文件正文:
------------------------------------------------
一、需求簡單概述
1. 原因:
估計看到這篇文章的人都會覺得統計每天的下載量排名這個需求聽起來就是T+1的離線批處理需求,其實我也是這麼覺得的,所以爲什麼要寫這個呢?其實這是以前的需求,以前是實時統計的需求,但是排名什麼的是在後期的接口通過讀取數據庫的數據進行實現的,現在就覺得通過接口來獲取數據庫的數據進行排序什麼的效率比較低,就希望直接把排序結果直接寫到數據庫中。這也是爲什麼平常我比較習慣用Scala去寫Spark和Flink,而這次使用Java編寫的原因,因爲寫在以前的項目中所以就得使用他們以前的編寫方式了。然後我爲什麼要整理成文章呢?因爲這個需求用到了Flink的 狀態編程、WaterMark、時間語義、狀態後端、定時器 等,一開始在網上找相關的資料也不多,所以還是有點記錄意義的。
2. 需求:
一開始我以爲就是實時統計當天0點到計算時候的這個時間段每個遊戲的下載量排名,所以就按照這樣去實現,後面我寫完了才知道只需要實時統計下載量最大的那個遊戲就可以了,其實差不多,所以代碼中我會有註釋掉的一部分。
3. 實現思路:
拿到數據以後,因爲所有的遊戲數量並不是很大,所以用一個狀態保存所有遊戲的下載量,方便後面統計拿到最大下載量的遊戲數據進行入庫。所以同一天的數據會使用同一個狀態,那問題來了,這個今天的狀態後面應該就沒什麼用了,那這個狀態每天一個每天一個的不是越來越多,所以我設置了個定時器,定時器兩天後觸發,定時器觸發的時候進行的操作就是對兩天前的那個狀態進行一個清空。所以還需要第二個狀態來保存定時器的時間。我還設置了第三個定時器用於去重使用。這裏還有一個小的細節,就是比如你的數據是兩天以後纔到,這時候兩天前的定時器都清空了,就容易導致數據出錯,所以還得進行一個判斷,拿watermark的時間和傳進來的時間進行一個比較,如果傳進來的時間加上兩天還大於watermark的時間那就捨去不處理。大概的思路是這樣,因爲這種需求是今天零點到現在的下載量最大,不是每個鍾或者某段時間,像每五分鐘的下載量最大這種其實用Window就會方便很多,也不用考慮那麼多狀態。但是這裏其實也可以加上Window,就是每多少分鐘執行一次,但是我這邊沒有加,也差不多。最後是輸出到MongoDB數據庫,這裏就不貼輸出的代碼了。
二、代碼實現
pom.xml:
<!-- Apache Flink dependencies -->
<dependency>
<groupId>org.apache.flink</groupId>
<artifactId>flink-core</artifactId>
<version>1.8.1</version>
</dependency>
<dependency>
<groupId>org.apache.flink</groupId>
<artifactId>flink-java</artifactId>
<version>1.8.1</version>
</dependency>
<dependency>
<groupId>org.apache.flink</groupId>
<artifactId>flink-streaming-java_2.11</artifactId>
<version>1.8.1</version>
</dependency>
<dependency>
<groupId>org.apache.flink</groupId>
<artifactId>flink-statebackend-rocksdb_2.11</artifactId>
<version>1.8.1</version>
</dependency>
<dependency>
<groupId>org.mongodb</groupId>
<artifactId>mongo-java-driver</artifactId>
<version>3.8.2</version>
</dependency>
<dependency>
<groupId>org.apache.flink</groupId>
<artifactId>flink-hadoop-compatibility_2.11</artifactId>
<version>1.8.1</version>
</dependency>
<dependency>
<groupId>org.mongodb.mongo-hadoop</groupId>
<artifactId>mongo-hadoop-core</artifactId>
<version>2.0.0</version>
</dependency>
數據格式:
遊戲id 時間戳 設備標識 版本 渠道
id1 1576684800 imei1 version1 channel1
一條數據就是一次下載,上面這條數據的意思就是imei1這個設備在1576684800這個時間戳下載了id1的遊戲。
------------------------------------------------
所示記錄:
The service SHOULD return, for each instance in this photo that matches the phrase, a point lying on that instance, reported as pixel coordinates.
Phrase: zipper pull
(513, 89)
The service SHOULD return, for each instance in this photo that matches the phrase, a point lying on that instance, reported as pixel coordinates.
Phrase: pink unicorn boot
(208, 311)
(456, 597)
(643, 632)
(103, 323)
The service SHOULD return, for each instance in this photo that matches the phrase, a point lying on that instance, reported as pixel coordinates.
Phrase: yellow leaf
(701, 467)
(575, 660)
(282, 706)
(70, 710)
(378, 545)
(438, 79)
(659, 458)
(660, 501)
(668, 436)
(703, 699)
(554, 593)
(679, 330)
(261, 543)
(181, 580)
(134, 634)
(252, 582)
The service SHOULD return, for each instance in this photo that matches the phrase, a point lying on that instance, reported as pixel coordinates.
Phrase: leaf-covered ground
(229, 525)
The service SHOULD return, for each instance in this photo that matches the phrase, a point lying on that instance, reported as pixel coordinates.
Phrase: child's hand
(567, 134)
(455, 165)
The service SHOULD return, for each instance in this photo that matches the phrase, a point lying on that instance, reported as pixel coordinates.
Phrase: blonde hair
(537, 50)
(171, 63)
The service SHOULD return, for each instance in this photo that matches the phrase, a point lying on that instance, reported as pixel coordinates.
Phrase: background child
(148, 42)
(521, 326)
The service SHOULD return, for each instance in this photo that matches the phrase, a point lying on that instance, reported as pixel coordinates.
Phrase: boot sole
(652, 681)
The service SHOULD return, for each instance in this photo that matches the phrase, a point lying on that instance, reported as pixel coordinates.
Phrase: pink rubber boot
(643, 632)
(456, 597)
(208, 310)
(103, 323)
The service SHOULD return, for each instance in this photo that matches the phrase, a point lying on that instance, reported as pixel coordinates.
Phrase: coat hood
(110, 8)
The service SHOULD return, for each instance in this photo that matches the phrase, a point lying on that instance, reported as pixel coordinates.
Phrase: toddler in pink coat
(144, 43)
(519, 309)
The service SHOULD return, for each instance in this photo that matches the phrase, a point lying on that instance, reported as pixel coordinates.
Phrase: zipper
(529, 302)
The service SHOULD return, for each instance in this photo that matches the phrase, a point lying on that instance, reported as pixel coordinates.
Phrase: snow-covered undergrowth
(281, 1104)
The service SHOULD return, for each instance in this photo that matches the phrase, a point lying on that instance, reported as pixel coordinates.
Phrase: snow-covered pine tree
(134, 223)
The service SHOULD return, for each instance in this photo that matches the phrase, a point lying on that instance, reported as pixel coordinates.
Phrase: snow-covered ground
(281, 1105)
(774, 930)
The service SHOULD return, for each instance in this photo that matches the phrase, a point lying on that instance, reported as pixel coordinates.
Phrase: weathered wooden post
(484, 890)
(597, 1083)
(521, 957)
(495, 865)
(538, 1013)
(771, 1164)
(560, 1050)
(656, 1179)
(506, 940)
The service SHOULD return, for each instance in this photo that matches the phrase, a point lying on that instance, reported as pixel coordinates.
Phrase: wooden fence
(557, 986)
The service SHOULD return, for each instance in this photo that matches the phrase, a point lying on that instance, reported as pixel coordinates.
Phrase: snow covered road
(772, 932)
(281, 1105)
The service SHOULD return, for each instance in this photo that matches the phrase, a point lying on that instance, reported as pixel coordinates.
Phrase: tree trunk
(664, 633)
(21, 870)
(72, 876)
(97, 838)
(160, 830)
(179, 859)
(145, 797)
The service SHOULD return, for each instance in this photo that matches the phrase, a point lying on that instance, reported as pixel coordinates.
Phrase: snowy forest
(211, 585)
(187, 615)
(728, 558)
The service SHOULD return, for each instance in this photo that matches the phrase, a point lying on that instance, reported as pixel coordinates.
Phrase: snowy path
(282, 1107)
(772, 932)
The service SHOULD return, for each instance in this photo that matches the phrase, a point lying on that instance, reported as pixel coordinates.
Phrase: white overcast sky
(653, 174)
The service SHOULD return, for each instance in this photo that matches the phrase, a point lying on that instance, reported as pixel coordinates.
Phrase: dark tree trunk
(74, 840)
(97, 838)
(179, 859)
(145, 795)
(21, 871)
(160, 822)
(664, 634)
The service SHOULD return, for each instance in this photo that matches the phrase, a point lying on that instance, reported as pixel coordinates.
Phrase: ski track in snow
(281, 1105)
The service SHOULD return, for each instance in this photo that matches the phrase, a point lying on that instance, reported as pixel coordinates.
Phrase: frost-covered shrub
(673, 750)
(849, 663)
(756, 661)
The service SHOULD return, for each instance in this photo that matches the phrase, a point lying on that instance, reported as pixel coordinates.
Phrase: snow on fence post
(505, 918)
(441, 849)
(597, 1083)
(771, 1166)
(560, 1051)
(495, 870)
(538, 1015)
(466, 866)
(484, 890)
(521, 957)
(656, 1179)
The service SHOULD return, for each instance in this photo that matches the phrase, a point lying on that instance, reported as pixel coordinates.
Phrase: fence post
------------------------------------------------
簡短任務 1: 請把關於Flink遊戲下載量排名的正文中的這句話譯成英文:「一條數據就是一次下載,上面這條數據的意思就是imei1這個設備在1576684800這個時間戳下載了id1的遊戲。」
簡短任務 2: 請寫出關於Flink遊戲下載量排名的正文接下來的內容,從最後一句之後接着寫。
這些記錄是與正文分開的獨立材料。

正確答案 1: Each record is one download; the record above means that the device imei1 downloaded the game id1 at timestamp 1576684800.

正確答案 2:
- Topology.java
import com.mongodb.client.model.WriteModel;
import org.apache.flink.api.common.functions.MapFunction;
import org.apache.flink.api.java.utils.ParameterTool;
import org.apache.flink.contrib.streaming.state.RocksDBStateBackend;
import org.apache.flink.streaming.api.CheckpointingMode;
import org.apache.flink.streaming.api.TimeCharacteristic;
import org.apache.flink.streaming.api.datastream.SingleOutputStreamOperator;
import org.apache.flink.streaming.api.environment.StreamExecutionEnvironment;
import org.apache.flink.streaming.api.functions.timestamps.AscendingTimestampExtractor;
import org.apache.flink.streaming.api.windowing.time.Time;
import org.bson.Document;
import org.slf4j.Logger;
import org.slf4j.LoggerFactory;
import java.util.List;
public class Topology {
public static final String ProjectName = "halo-download";
public static void main(String[] args) throws Exception {
Logger logger = LoggerFactory.getLogger(Topology.class);
// 不同項目加載不同的路徑的配置
ParameterTool params = ParameterTool
.fromPropertiesFile(
Topology.class.getResourceAsStream("/normal.properties")
).mergeWith(ParameterTool.fromPropertiesFile(
Topology.class.getResourceAsStream("/mongodb.properties")
)).mergeWith(ParameterTool.fromPropertiesFile(
Topology.class.getResourceAsStream("/loghub.properties")
)).mergeWith(
ParameterTool.fromArgs(args)
);
String hdfsMaster = params.get("hdfs", "hdfs://");
final StreamExecutionEnvironment env = StreamExecutionEnvironment.getExecutionEnvironment()
.enableCheckpointing(Time.seconds(
Integer.valueOf(params.get("checkpoint.sec", "300"))
).toMilliseconds())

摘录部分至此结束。